▸ Tarefa
Apresente os dados abaixo como uma lista JSON de strings, com uma string para cada linha e sem as linhas em branco.

Registros de um conjunto de dados de anotação
------------------------
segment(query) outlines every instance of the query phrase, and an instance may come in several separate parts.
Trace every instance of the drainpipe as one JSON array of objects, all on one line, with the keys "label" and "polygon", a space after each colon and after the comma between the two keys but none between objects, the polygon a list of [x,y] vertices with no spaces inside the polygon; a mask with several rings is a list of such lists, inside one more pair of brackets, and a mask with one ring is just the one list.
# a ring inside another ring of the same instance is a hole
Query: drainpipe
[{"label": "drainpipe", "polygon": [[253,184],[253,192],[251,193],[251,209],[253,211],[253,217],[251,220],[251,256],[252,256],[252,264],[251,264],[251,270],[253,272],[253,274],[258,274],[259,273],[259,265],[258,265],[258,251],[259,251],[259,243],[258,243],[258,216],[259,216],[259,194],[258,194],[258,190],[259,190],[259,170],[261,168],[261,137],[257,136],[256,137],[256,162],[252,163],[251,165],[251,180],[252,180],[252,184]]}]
------------------------
▸ Resposta a seguir
[
  "segment(query) outlines every instance of the query phrase, and an instance may come in several separate parts.",
  "Trace every instance of the drainpipe as one JSON array of objects, all on one line, with the keys \"label\" and \"polygon\", a space after each colon and after the comma between the two keys but none between objects, the polygon a list of [x,y] vertices with no spaces inside the polygon; a mask with several rings is a list of such lists, inside one more pair of brackets, and a mask with one ring is just the one list.",
  "# a ring inside another ring of the same instance is a hole",
  "Query: drainpipe",
  "[{\"label\": \"drainpipe\", \"polygon\": [[253,184],[253,192],[251,193],[251,209],[253,211],[253,217],[251,220],[251,256],[252,256],[252,264],[251,264],[251,270],[253,272],[253,274],[258,274],[259,273],[259,265],[258,265],[258,251],[259,251],[259,243],[258,243],[258,216],[259,216],[259,194],[258,194],[258,190],[259,190],[259,170],[261,168],[261,137],[257,136],[256,137],[256,162],[252,163],[251,165],[251,180],[252,180],[252,184]]}]"
]